- [What the exercise asks] Copy the rows from the line containing "like [157, 289]." through the end of the rows, replacing "pixel coordinates" with "image coordinates" and leaving everything else unchanged. Don't include the pictures in your copy.

START

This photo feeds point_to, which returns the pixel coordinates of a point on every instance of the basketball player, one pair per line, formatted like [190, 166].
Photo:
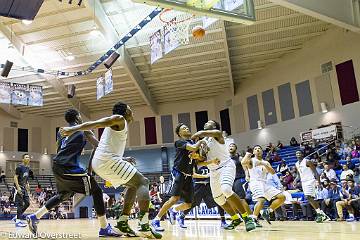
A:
[202, 192]
[109, 164]
[182, 186]
[22, 189]
[307, 173]
[261, 191]
[222, 176]
[240, 176]
[71, 178]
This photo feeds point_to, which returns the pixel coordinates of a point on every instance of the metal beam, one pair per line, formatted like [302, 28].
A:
[344, 13]
[110, 33]
[57, 84]
[227, 56]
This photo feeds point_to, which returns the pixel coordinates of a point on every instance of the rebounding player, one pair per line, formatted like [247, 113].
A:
[222, 176]
[261, 191]
[71, 178]
[307, 173]
[202, 192]
[22, 189]
[182, 172]
[109, 164]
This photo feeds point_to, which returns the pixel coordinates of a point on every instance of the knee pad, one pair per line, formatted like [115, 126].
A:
[220, 200]
[227, 190]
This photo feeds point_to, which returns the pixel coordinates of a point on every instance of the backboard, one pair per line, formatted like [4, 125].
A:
[239, 11]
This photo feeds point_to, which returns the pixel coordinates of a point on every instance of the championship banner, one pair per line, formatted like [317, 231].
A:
[35, 96]
[5, 92]
[108, 82]
[170, 41]
[155, 46]
[100, 88]
[325, 133]
[19, 94]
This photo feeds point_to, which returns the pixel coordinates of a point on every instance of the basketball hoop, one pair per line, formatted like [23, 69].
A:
[178, 24]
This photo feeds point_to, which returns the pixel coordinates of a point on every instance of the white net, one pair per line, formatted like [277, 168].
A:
[177, 26]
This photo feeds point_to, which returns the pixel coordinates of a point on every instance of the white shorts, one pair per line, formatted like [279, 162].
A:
[113, 168]
[309, 187]
[224, 175]
[260, 189]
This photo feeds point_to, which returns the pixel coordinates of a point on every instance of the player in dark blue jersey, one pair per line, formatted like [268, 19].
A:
[22, 189]
[71, 178]
[202, 192]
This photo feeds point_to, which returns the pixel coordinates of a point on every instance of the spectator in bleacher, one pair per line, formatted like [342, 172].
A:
[287, 180]
[350, 164]
[293, 142]
[344, 200]
[321, 194]
[38, 190]
[2, 176]
[346, 171]
[333, 197]
[282, 167]
[354, 196]
[330, 173]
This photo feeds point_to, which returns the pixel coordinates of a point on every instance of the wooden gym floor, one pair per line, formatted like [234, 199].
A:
[207, 229]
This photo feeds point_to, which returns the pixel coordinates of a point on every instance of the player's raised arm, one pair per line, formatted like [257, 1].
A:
[114, 120]
[209, 133]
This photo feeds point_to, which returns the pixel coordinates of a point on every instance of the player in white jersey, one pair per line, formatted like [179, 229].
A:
[222, 176]
[109, 164]
[261, 191]
[307, 173]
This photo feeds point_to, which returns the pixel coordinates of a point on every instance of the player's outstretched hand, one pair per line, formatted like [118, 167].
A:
[65, 131]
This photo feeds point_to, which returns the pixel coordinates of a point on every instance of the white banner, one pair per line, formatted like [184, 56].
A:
[156, 46]
[326, 132]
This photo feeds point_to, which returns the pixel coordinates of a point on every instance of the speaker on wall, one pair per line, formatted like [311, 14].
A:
[111, 60]
[71, 90]
[7, 68]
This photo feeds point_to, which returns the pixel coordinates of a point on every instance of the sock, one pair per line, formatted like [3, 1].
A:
[123, 218]
[144, 217]
[182, 215]
[102, 221]
[41, 212]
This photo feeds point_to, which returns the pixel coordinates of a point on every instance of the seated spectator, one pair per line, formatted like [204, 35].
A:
[279, 145]
[321, 194]
[353, 200]
[293, 142]
[333, 197]
[349, 163]
[287, 181]
[282, 167]
[276, 157]
[2, 176]
[38, 190]
[346, 171]
[344, 201]
[330, 173]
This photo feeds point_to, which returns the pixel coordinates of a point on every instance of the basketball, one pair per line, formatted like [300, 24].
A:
[198, 32]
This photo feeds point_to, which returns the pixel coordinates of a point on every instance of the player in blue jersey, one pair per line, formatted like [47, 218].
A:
[71, 178]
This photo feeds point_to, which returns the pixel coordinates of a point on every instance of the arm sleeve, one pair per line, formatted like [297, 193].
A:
[18, 171]
[181, 144]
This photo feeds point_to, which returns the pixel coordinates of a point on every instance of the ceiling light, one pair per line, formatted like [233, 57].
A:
[70, 58]
[95, 33]
[26, 22]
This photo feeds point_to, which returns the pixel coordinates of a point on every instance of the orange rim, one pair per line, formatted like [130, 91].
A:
[161, 17]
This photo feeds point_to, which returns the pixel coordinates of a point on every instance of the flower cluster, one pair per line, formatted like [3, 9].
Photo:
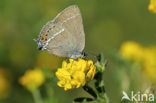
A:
[146, 55]
[152, 6]
[32, 79]
[75, 73]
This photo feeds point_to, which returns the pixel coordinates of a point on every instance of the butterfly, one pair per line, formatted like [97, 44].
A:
[64, 35]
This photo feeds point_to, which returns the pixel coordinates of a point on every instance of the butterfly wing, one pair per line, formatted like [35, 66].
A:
[70, 38]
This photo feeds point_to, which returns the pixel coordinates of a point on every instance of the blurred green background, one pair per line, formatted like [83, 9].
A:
[107, 24]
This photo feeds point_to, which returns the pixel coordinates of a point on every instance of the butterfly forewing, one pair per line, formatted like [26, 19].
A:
[65, 33]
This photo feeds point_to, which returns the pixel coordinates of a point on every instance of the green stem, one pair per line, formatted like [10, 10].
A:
[37, 96]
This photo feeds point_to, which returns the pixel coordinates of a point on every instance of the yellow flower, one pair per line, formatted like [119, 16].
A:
[75, 73]
[131, 50]
[45, 60]
[152, 6]
[4, 84]
[32, 79]
[149, 63]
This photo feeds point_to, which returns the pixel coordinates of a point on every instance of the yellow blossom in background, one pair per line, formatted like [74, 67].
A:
[149, 62]
[46, 60]
[152, 6]
[4, 83]
[131, 50]
[75, 73]
[147, 56]
[32, 79]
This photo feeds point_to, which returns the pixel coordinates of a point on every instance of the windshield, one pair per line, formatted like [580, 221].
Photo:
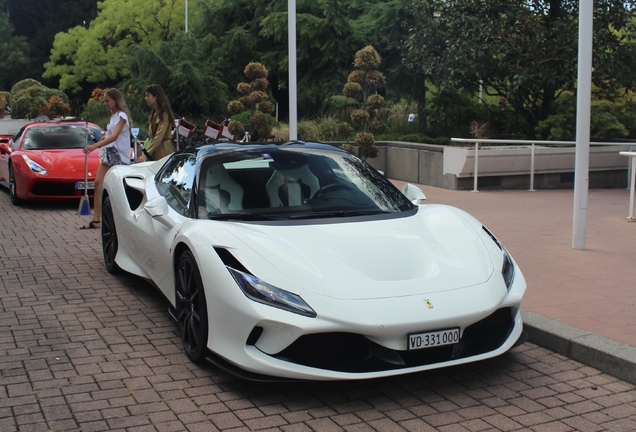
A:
[60, 137]
[293, 183]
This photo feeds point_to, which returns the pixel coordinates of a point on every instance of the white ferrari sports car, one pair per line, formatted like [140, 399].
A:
[300, 261]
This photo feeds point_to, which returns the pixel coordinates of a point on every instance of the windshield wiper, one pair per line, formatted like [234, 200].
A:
[241, 216]
[336, 213]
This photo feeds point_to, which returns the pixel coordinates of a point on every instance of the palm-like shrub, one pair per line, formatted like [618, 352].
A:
[253, 104]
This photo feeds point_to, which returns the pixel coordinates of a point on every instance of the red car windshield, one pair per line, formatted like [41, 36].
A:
[60, 137]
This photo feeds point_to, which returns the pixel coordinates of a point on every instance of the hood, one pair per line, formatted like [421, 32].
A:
[64, 160]
[435, 250]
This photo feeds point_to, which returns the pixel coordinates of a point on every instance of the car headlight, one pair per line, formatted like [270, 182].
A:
[262, 292]
[508, 268]
[35, 167]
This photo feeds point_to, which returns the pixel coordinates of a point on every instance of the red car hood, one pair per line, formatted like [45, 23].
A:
[65, 160]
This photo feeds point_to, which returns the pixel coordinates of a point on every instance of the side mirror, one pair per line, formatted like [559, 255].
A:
[158, 209]
[413, 193]
[4, 147]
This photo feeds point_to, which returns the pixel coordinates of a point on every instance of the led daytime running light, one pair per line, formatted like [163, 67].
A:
[35, 167]
[262, 292]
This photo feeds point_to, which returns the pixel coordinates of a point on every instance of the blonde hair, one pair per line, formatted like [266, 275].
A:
[120, 103]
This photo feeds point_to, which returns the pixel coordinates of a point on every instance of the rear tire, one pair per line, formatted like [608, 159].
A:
[13, 189]
[192, 312]
[109, 237]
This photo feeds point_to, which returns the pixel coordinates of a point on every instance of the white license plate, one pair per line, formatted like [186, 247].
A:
[431, 339]
[80, 185]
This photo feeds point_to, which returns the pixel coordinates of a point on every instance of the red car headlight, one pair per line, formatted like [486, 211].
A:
[34, 166]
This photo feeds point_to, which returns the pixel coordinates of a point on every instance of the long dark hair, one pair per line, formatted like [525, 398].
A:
[163, 104]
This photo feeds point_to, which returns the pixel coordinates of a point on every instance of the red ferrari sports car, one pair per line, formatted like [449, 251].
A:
[44, 160]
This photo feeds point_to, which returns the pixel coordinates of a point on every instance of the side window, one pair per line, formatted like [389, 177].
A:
[175, 181]
[16, 139]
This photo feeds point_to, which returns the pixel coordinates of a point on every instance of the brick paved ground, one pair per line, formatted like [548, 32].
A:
[81, 349]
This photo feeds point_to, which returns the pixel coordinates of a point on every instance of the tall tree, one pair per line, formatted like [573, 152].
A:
[38, 21]
[97, 54]
[525, 52]
[14, 52]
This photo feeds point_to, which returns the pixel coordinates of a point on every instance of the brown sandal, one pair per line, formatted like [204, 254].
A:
[91, 225]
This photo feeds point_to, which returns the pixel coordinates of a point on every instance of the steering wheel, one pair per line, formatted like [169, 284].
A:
[332, 187]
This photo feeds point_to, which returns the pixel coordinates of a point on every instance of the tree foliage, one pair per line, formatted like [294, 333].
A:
[29, 98]
[14, 52]
[525, 52]
[98, 53]
[254, 101]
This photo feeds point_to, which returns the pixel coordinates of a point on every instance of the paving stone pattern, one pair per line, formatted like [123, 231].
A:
[82, 350]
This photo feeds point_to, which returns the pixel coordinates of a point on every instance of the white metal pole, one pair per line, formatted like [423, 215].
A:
[630, 214]
[583, 110]
[293, 107]
[532, 168]
[476, 179]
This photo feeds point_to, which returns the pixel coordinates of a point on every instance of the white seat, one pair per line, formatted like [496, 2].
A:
[218, 186]
[293, 180]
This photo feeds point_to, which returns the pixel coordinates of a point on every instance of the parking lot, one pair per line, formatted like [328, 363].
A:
[84, 350]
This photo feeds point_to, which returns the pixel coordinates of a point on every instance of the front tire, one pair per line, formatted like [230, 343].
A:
[109, 237]
[13, 189]
[192, 312]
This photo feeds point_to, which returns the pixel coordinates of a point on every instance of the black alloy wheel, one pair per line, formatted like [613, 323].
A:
[109, 236]
[192, 313]
[13, 192]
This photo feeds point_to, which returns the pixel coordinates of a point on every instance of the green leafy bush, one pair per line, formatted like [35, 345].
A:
[29, 98]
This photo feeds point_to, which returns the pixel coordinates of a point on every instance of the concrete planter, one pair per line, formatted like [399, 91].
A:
[498, 167]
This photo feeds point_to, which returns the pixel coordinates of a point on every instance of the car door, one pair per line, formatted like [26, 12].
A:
[5, 154]
[174, 183]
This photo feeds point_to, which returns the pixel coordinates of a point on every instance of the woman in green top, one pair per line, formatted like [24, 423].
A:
[160, 122]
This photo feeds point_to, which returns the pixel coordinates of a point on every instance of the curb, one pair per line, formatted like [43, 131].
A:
[607, 355]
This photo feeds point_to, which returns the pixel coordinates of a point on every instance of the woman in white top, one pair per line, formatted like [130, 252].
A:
[114, 147]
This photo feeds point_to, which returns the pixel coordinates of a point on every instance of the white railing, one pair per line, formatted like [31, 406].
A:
[530, 144]
[632, 164]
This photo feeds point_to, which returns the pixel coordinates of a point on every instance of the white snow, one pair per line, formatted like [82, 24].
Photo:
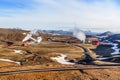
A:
[61, 59]
[115, 48]
[8, 60]
[80, 35]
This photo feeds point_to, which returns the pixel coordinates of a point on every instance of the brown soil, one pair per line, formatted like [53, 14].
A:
[96, 74]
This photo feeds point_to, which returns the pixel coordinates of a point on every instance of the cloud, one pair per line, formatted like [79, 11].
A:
[63, 14]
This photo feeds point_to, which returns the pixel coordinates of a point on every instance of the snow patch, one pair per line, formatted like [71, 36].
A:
[61, 59]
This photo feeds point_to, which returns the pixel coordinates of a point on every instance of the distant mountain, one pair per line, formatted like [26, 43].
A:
[57, 32]
[108, 33]
[114, 37]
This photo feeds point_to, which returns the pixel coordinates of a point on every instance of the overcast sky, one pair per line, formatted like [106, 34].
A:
[60, 14]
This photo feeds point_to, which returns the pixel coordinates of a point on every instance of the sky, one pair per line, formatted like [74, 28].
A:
[96, 15]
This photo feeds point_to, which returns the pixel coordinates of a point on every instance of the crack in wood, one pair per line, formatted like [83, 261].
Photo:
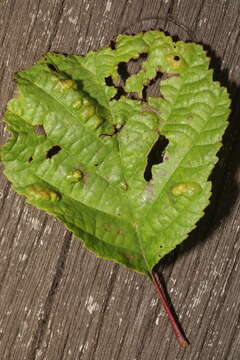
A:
[43, 323]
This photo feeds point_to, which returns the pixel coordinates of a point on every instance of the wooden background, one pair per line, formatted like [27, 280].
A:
[57, 300]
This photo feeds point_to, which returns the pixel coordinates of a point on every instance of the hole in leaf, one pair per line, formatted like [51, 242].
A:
[135, 65]
[155, 156]
[123, 72]
[113, 45]
[53, 151]
[153, 88]
[109, 81]
[52, 67]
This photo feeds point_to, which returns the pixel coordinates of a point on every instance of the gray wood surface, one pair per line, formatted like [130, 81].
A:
[57, 300]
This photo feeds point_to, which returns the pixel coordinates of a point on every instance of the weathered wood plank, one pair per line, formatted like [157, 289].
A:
[57, 301]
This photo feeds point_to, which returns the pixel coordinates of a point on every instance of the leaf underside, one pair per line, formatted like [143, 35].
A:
[83, 141]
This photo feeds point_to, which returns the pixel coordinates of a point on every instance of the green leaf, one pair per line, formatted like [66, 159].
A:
[90, 157]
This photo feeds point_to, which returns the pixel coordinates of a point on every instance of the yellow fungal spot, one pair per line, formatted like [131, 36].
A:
[75, 176]
[188, 189]
[68, 84]
[77, 104]
[39, 193]
[175, 61]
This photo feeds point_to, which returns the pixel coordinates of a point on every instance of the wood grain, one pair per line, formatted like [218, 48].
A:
[58, 301]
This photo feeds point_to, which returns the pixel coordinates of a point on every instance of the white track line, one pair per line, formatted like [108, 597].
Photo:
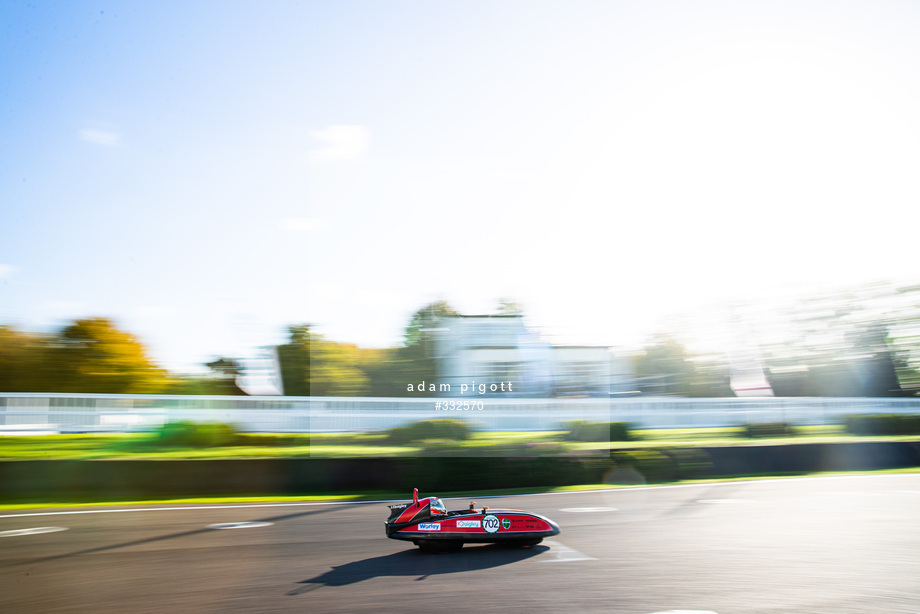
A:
[539, 494]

END

- [Result]
This photo feeds point_to, which returns the image coordinates of a point on every instance of the weathered wood plank, one pair per line, formatted like [157, 289].
A:
[57, 301]
This photo feeds point_to, which returns the image coordinates of a point on every instance of the leaf underside, one pair per line, formatted like [143, 35].
A:
[83, 141]
This photo feeds point_to, which returns the image coordinates of a point on every instance of the green leaf, one pair per line, formatted like [66, 159].
A:
[90, 157]
This photo feeds point_to, which returns the image coordinates of a point on every instance of the yellow fungal spot, one pair per line, formatted like [131, 36].
A:
[75, 176]
[188, 189]
[68, 84]
[77, 104]
[39, 193]
[175, 61]
This photo feeds point_to, which returns the image coordinates of a point on every instance of the wood grain, one pair per line, formatted like [218, 48].
A:
[58, 301]
This photo feeds point_to, which returns the image coordinates of a point on every instance of the white track line, one pair per line, formatted like [108, 597].
Photo:
A:
[539, 494]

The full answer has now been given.